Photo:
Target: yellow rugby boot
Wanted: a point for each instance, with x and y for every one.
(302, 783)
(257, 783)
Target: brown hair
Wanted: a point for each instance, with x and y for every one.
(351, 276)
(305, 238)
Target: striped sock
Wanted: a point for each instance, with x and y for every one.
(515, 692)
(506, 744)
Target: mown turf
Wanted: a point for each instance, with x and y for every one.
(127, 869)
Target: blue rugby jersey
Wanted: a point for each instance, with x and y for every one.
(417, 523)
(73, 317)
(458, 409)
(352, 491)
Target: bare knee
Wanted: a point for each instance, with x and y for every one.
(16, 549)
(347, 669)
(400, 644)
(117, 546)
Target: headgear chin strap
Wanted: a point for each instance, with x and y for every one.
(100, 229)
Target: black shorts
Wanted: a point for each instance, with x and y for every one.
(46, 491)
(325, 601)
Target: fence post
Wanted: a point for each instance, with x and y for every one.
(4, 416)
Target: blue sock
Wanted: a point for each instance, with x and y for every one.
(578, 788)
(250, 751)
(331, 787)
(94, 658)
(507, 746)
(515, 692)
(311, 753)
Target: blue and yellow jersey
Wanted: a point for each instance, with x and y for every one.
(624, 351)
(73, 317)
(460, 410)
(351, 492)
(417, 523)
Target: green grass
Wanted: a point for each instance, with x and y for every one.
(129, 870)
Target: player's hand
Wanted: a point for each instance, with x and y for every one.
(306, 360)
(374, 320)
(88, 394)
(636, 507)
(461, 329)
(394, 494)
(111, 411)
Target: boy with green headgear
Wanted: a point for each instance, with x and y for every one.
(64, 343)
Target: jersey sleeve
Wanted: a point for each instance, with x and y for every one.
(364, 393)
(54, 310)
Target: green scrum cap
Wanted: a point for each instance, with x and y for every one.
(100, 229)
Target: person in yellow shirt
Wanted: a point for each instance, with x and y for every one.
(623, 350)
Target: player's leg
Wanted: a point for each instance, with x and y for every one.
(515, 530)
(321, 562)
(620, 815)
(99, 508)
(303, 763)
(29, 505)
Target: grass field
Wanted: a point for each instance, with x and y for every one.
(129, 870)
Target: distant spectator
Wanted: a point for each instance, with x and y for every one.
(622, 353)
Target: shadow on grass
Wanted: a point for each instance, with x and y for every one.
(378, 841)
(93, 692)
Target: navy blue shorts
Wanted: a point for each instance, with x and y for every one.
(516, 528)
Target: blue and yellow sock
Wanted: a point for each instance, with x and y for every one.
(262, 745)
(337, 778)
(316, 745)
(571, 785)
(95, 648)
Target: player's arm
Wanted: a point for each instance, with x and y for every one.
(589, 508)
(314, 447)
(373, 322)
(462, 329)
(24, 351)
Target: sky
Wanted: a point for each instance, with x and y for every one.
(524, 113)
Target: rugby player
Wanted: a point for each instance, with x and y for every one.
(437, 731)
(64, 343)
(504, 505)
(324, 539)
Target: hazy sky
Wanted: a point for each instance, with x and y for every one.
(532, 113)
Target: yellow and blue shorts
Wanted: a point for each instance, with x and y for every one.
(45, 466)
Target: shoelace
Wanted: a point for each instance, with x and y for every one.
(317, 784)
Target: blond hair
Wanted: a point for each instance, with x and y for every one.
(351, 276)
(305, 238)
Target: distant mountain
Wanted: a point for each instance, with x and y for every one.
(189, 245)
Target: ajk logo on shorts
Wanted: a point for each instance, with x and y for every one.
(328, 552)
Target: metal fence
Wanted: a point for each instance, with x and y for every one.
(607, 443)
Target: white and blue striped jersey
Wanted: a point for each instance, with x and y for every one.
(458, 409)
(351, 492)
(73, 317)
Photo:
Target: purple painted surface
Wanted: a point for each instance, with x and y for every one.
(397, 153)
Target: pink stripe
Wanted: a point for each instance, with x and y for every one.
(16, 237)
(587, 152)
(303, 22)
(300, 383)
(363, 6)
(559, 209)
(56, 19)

◇ ◇ ◇ ◇ ◇ ◇ ◇

*Your instructions*:
Recast the records above as a Markdown table with two columns, "Number" and "Line," giving each nonblank line its own row with its sequential number. Omit blank lines.

*Reply to the task*:
| Number | Line |
|---|---|
| 1 | Photo: |
| 2 | Target: yellow rugby boot |
| 3 | Wanted: a point for each instance, with x and y for every one. |
| 4 | (302, 783) |
| 5 | (257, 783) |
| 6 | Target: brown hair |
| 7 | Wanted: a point for each instance, with x and y for every one. |
| 8 | (351, 276) |
| 9 | (305, 238) |
| 10 | Target: striped sock |
| 11 | Wanted: a point for each instance, with x and y for every one. |
| 12 | (515, 692) |
| 13 | (506, 744) |
| 14 | Target: mown turf |
| 15 | Wanted: a point for each instance, with x and y for every one. |
| 16 | (127, 869) |
| 17 | Target: blue rugby jersey |
| 18 | Wanted: a point for each instance, with x and y for every one. |
| 19 | (417, 523) |
| 20 | (73, 317) |
| 21 | (458, 409) |
| 22 | (352, 491) |
| 23 | Target: bare knee |
| 24 | Wanted: a point for each instance, with x and y for every one. |
| 25 | (16, 549) |
| 26 | (347, 669) |
| 27 | (400, 644) |
| 28 | (117, 546) |
| 29 | Target: headgear chin strap |
| 30 | Wanted: a point for each instance, with x and y for every one. |
| 31 | (100, 229) |
| 32 | Target: black shorts |
| 33 | Wanted: a point for each instance, with x and y for every one. |
| 34 | (46, 491) |
| 35 | (325, 601) |
| 36 | Target: fence post |
| 37 | Wanted: a point for each instance, with x and y for every one. |
| 38 | (4, 416) |
| 39 | Target: blue sock |
| 40 | Wanted: a point for each instance, with x and y for every one. |
| 41 | (578, 788) |
| 42 | (250, 751) |
| 43 | (331, 787) |
| 44 | (94, 658) |
| 45 | (507, 746) |
| 46 | (515, 692) |
| 47 | (311, 753) |
| 48 | Target: blue and yellow jersey |
| 49 | Wanted: a point for each instance, with x and y for every one. |
| 50 | (624, 351) |
| 51 | (73, 317) |
| 52 | (460, 410) |
| 53 | (351, 492) |
| 54 | (417, 523) |
| 55 | Target: green grass |
| 56 | Wanted: a point for each instance, with x and y for every one. |
| 57 | (129, 870) |
| 58 | Target: player's hand |
| 59 | Wanted: a point for each instance, with x and y for every one. |
| 60 | (306, 360) |
| 61 | (374, 320) |
| 62 | (88, 394) |
| 63 | (636, 507) |
| 64 | (461, 329) |
| 65 | (394, 494) |
| 66 | (111, 411) |
| 67 | Target: boy with green headgear |
| 68 | Wanted: a point for each instance, with x and y for every one. |
| 69 | (64, 343) |
| 70 | Target: jersey sleeve |
| 71 | Wanted: a point for each instance, with x and y for every one. |
| 72 | (364, 393) |
| 73 | (54, 310) |
| 74 | Target: green scrum cap |
| 75 | Wanted: a point for each instance, with x and y for every one. |
| 76 | (100, 229) |
| 77 | Target: person in yellow shirt |
| 78 | Wanted: a point for each instance, with x and y for every one. |
| 79 | (623, 350) |
| 80 | Target: player's leg |
| 81 | Wanted: a point for each instance, with x and y for every one. |
| 82 | (515, 530) |
| 83 | (321, 562) |
| 84 | (620, 815) |
| 85 | (99, 508) |
| 86 | (303, 763) |
| 87 | (29, 505) |
| 88 | Target: grass field |
| 89 | Wanted: a point for each instance, with x and y for every one. |
| 90 | (129, 870) |
| 91 | Target: distant spectator |
| 92 | Wanted: a point for each instance, with x and y for every one. |
| 93 | (622, 353) |
| 94 | Target: shadow on grass |
| 95 | Wanted: a point for each instance, with x and y for every one. |
| 96 | (378, 841) |
| 97 | (93, 692) |
| 98 | Target: navy blue shorts |
| 99 | Wanted: a point for each instance, with x and y for every one. |
| 100 | (516, 528) |
| 101 | Target: blue and yellow sock |
| 102 | Wanted: a point for each instance, with x and y for every one. |
| 103 | (262, 745) |
| 104 | (337, 778) |
| 105 | (316, 745) |
| 106 | (571, 785) |
| 107 | (95, 648) |
| 108 | Target: player's arm |
| 109 | Wanted: a point for each instance, with x and y for every one. |
| 110 | (589, 508) |
| 111 | (314, 447) |
| 112 | (373, 322) |
| 113 | (462, 329) |
| 114 | (24, 351) |
| 115 | Target: sky |
| 116 | Wanted: a point for each instance, with x and y for every one. |
| 117 | (524, 113) |
| 118 | Target: rugby player |
| 119 | Wanted: a point for each instance, with x and y for every one. |
| 120 | (437, 731) |
| 121 | (64, 343) |
| 122 | (504, 505) |
| 123 | (324, 539) |
| 124 | Target: hazy sky |
| 125 | Wanted: a point for each instance, with x and y for every one. |
| 126 | (532, 113) |
| 127 | Target: yellow and blue shorts |
| 128 | Wanted: a point for each instance, with x and y for every one. |
| 129 | (45, 466) |
| 130 | Target: shoelace |
| 131 | Wanted: a point for each instance, with x and y for every one. |
| 132 | (317, 784) |
| 133 | Target: blond hair |
| 134 | Wanted: a point for each instance, with x and y for every one. |
| 135 | (351, 276) |
| 136 | (305, 238) |
| 137 | Target: distant mountain |
| 138 | Wanted: a point for each instance, with x and y for every one. |
| 139 | (189, 245) |
| 140 | Target: ajk logo on shorts |
| 141 | Wanted: a point for each instance, with x and y for every one. |
| 142 | (328, 552) |
| 143 | Target: metal fence |
| 144 | Wanted: a point for each instance, with x and y for every one. |
| 145 | (607, 443) |
| 146 | Target: white and blue striped jersey |
| 147 | Wanted: a point for each instance, with x and y for every one. |
| 148 | (458, 409) |
| 149 | (351, 492) |
| 150 | (73, 317) |
| 151 | Photo: |
| 152 | Target: purple painted surface |
| 153 | Wanted: a point for each instance, with x and y for every one. |
| 154 | (397, 153) |
| 155 | Target: pink stripe |
| 156 | Wanted: a point for each instance, with x and y for every one. |
| 157 | (16, 237) |
| 158 | (587, 152) |
| 159 | (303, 22) |
| 160 | (300, 383) |
| 161 | (363, 6) |
| 162 | (559, 209) |
| 163 | (56, 19) |